■ **STATED EXERCISE**: Reproduce the data from its beginning through the line containing "[[259, 139], [356, 137]]", including that line, with the requests unchanged and the pictures omitted. Multiply every point coordinate in the answers by 0.4 and round each result to a whole number, rounding halves up, but leave the numbers in the requests and their format samples unchanged.

>> START DATA ROWS

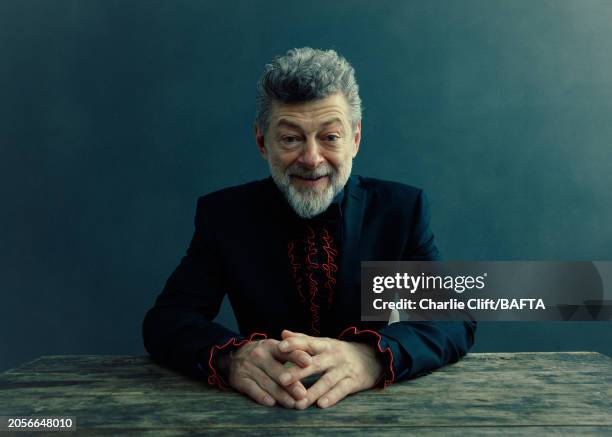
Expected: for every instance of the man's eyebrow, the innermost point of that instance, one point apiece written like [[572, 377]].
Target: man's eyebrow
[[285, 122]]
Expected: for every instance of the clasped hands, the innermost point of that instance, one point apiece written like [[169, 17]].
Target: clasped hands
[[256, 369]]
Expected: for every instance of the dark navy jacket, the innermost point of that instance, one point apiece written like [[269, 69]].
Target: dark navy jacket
[[240, 247]]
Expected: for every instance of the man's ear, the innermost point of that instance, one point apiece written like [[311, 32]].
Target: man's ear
[[259, 139], [356, 137]]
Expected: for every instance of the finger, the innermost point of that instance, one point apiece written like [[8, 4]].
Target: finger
[[272, 388], [312, 345], [255, 392], [322, 386], [300, 358], [338, 392], [273, 368], [319, 364]]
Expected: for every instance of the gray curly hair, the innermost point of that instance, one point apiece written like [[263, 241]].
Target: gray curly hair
[[304, 74]]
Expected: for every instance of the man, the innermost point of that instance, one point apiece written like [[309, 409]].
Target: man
[[287, 251]]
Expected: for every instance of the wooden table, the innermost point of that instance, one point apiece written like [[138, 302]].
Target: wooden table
[[484, 394]]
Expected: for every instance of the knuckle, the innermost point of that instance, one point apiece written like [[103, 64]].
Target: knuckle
[[327, 379], [257, 353]]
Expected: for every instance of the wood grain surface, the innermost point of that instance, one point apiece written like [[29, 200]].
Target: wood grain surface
[[484, 394]]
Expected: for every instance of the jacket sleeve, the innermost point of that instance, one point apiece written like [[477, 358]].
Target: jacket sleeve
[[178, 330], [411, 349]]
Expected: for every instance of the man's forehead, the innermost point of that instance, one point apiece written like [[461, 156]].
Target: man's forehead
[[322, 112]]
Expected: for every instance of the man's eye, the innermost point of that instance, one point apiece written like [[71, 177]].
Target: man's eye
[[290, 139]]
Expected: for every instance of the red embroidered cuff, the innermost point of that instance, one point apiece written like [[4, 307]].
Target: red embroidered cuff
[[373, 338], [214, 377]]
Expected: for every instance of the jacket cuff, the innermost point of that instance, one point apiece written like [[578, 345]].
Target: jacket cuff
[[214, 376], [374, 339]]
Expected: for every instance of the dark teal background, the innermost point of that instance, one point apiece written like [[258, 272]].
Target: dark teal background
[[116, 115]]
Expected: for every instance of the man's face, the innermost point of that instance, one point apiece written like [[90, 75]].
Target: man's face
[[310, 148]]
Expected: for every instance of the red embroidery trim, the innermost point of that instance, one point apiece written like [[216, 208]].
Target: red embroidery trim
[[309, 269], [313, 286], [295, 269], [330, 266], [214, 378], [356, 331]]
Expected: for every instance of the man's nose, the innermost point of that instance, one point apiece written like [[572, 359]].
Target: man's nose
[[311, 154]]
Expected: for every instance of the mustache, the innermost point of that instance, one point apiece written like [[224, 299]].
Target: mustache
[[318, 172]]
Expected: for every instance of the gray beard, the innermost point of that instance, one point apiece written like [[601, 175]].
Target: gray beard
[[308, 203]]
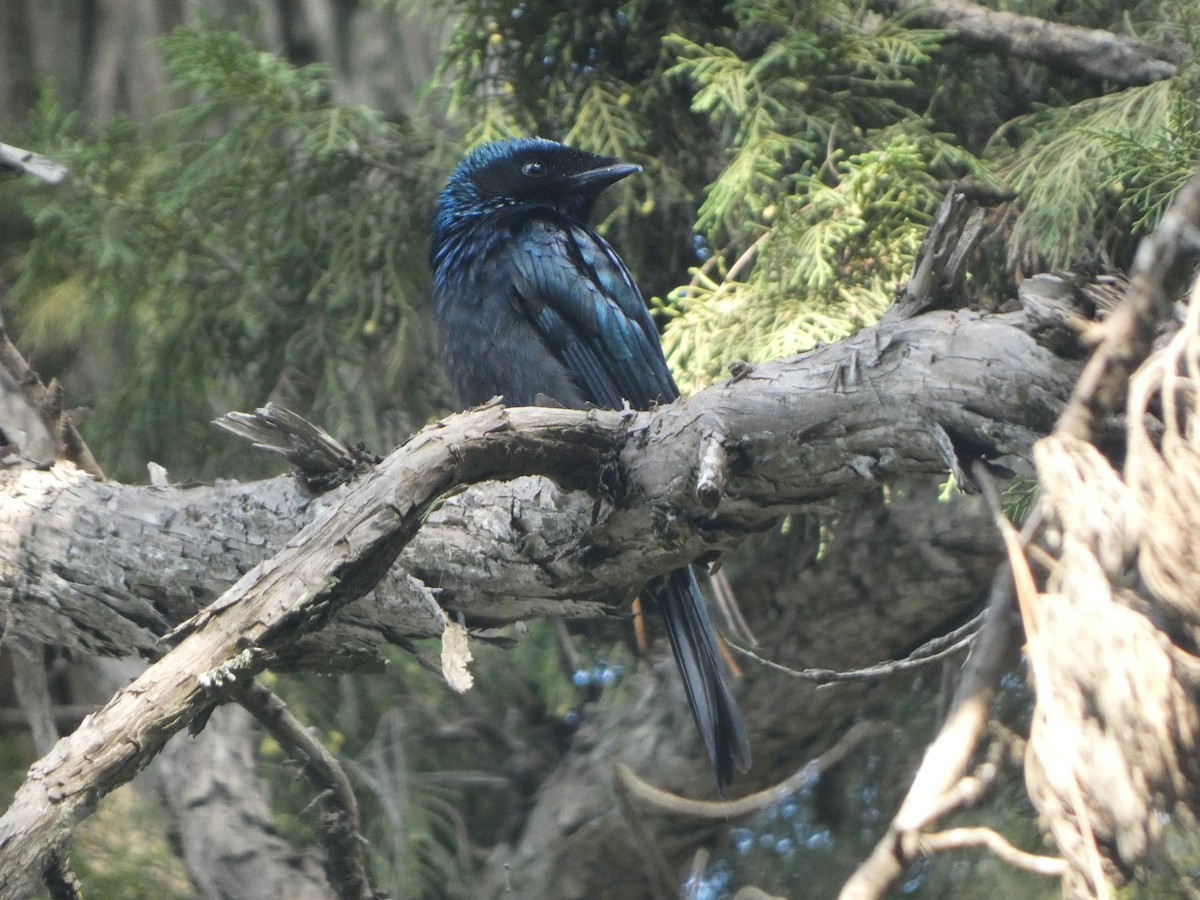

>> END DATA ROWS

■ **SOLVED PROBLEM**:
Expected: for every instance of the man's eyebrow, the innermost point of that instance, one point apiece written like [[572, 377]].
Target: man's eyebrow
[[114, 49]]
Expected: for every instance of the clasped hands, the innermost point of that instance, one point apiece written like [[169, 17]].
Target: clasped hands
[[102, 148]]
Expected: for every instance of the dark navy jacket, the innermost point of that instance, one point apiece written like [[269, 69]].
Target: dark navy jacket
[[96, 99]]
Expected: for every instance of the man's ear, the innermost point of that instance, one point apiece written like [[311, 32]].
Target: man's ear
[[104, 56], [142, 55]]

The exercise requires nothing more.